**PROBLEM DETAILS:**
Report each line of the listing below that contains the string "walking", reproducing every such line in full.
═══ RECORDS SHOWN
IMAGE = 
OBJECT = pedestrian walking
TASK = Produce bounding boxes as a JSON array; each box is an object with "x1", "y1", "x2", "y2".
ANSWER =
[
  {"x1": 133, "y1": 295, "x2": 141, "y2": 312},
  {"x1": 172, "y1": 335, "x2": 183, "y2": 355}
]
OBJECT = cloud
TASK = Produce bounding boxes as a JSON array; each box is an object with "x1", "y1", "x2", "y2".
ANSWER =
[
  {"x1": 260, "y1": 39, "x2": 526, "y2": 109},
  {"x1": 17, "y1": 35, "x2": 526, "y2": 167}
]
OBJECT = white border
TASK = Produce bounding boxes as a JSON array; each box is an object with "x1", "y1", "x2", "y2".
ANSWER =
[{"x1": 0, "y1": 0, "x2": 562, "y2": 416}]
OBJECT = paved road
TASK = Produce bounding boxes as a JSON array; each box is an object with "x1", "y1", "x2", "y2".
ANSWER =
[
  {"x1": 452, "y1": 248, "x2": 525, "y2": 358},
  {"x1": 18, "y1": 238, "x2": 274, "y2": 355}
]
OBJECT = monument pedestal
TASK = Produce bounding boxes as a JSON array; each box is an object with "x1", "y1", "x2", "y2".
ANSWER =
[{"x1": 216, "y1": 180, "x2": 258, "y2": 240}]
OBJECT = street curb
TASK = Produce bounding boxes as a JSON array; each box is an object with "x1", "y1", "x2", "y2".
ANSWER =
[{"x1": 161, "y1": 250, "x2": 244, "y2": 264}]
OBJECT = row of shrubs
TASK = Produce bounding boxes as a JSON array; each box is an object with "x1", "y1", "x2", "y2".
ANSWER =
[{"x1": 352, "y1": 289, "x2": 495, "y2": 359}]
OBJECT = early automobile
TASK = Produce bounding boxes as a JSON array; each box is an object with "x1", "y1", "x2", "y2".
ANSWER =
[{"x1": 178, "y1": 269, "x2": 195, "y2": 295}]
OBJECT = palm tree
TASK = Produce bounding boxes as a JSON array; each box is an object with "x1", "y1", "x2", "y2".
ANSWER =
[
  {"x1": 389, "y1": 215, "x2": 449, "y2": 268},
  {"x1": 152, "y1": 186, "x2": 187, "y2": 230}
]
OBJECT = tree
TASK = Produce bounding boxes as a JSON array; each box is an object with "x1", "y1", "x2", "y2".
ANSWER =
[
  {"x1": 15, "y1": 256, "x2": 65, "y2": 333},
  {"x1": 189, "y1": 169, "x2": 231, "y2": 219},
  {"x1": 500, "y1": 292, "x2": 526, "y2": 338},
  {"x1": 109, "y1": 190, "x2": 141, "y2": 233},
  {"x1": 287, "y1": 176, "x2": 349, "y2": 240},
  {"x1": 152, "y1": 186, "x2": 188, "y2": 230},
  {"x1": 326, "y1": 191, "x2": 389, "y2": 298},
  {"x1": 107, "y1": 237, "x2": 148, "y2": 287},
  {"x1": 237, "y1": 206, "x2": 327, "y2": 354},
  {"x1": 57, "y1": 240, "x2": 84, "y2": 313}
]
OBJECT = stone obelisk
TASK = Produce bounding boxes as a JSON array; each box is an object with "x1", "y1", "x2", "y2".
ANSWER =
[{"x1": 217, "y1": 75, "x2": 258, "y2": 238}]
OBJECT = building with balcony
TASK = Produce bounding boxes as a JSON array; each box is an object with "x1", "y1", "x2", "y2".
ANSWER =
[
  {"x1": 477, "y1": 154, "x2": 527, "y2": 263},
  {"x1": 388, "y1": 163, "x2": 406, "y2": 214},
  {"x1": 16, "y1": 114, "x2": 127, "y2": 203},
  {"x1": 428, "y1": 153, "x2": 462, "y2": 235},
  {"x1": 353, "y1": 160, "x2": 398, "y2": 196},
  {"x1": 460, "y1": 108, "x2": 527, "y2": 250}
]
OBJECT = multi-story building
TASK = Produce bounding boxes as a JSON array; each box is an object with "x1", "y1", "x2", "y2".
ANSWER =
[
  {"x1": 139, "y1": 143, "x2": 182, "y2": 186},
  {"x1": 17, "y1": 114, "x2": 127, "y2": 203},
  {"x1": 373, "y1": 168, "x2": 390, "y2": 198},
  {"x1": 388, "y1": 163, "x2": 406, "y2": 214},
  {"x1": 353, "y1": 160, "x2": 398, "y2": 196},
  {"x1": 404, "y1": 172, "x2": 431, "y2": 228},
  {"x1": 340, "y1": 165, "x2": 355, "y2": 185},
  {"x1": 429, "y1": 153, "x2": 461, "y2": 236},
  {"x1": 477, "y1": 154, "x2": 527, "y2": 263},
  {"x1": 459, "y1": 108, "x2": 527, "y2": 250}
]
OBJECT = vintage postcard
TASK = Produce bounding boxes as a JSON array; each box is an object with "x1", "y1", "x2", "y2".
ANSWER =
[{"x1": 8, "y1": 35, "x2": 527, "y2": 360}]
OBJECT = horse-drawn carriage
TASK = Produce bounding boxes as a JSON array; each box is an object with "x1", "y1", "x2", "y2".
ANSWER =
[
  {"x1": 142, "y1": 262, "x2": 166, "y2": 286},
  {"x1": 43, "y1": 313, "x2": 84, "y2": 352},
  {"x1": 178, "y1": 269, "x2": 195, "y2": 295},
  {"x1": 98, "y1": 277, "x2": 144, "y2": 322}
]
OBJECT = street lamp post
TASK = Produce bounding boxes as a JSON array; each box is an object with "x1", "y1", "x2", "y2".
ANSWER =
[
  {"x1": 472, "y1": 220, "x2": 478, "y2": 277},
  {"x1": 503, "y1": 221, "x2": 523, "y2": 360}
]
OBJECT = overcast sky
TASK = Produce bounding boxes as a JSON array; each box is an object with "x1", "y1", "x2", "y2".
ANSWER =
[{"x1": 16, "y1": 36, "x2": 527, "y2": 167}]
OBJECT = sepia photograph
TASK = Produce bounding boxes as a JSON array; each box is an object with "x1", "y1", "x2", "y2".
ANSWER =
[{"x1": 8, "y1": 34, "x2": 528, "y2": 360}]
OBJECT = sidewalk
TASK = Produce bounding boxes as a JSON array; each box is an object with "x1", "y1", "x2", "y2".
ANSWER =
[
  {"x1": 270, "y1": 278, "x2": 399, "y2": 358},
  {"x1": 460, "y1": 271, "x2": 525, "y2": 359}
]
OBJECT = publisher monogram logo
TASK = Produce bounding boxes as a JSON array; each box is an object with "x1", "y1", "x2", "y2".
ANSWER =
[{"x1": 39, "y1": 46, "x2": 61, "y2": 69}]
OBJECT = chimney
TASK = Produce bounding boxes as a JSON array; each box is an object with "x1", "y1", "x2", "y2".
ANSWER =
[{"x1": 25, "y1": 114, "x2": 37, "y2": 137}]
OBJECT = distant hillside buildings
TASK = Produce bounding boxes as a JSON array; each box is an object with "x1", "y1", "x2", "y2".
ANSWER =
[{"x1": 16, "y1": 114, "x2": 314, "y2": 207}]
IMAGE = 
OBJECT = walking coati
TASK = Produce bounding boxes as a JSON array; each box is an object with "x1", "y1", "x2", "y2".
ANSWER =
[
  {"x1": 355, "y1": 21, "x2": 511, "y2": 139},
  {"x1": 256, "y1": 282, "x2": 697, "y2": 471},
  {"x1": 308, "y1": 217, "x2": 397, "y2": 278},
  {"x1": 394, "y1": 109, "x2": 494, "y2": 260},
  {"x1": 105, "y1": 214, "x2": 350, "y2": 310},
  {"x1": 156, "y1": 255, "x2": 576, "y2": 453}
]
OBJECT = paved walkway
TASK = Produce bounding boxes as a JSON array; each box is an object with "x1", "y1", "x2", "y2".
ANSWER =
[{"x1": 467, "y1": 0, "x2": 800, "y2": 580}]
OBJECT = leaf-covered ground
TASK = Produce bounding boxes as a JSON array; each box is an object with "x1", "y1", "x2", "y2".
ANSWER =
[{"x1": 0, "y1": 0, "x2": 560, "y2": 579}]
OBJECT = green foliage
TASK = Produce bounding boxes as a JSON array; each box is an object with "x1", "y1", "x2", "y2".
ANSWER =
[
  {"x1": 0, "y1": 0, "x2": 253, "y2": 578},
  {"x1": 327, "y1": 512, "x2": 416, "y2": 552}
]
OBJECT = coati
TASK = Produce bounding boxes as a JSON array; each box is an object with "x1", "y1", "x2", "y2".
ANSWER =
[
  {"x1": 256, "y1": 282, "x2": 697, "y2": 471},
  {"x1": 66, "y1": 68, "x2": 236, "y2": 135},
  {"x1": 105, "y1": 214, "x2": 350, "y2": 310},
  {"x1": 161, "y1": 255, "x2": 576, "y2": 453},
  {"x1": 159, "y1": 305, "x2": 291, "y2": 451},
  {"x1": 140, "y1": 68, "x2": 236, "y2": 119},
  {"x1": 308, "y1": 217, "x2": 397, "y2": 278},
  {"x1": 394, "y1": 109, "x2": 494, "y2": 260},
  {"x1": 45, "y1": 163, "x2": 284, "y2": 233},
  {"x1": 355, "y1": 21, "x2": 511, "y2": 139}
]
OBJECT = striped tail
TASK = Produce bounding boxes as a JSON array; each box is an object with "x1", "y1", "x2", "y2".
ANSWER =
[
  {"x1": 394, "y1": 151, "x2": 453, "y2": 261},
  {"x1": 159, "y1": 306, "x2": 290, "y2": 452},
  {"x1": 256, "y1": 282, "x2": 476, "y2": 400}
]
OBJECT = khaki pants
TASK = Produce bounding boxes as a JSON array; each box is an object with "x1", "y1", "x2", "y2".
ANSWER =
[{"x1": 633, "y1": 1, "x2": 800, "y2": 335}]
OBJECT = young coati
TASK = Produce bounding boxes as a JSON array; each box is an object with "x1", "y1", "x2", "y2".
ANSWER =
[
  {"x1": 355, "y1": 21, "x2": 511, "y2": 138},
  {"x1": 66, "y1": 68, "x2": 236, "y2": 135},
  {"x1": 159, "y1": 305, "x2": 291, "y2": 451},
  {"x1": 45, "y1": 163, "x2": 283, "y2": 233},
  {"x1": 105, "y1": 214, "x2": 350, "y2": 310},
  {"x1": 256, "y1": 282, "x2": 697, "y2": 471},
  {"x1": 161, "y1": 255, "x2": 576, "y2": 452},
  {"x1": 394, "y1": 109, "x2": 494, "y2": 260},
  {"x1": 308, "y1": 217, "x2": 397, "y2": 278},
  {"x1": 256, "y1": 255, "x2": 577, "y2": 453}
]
══════
**TASK RESULT:**
OBJECT = pedestrian walking
OBJECT = walking coati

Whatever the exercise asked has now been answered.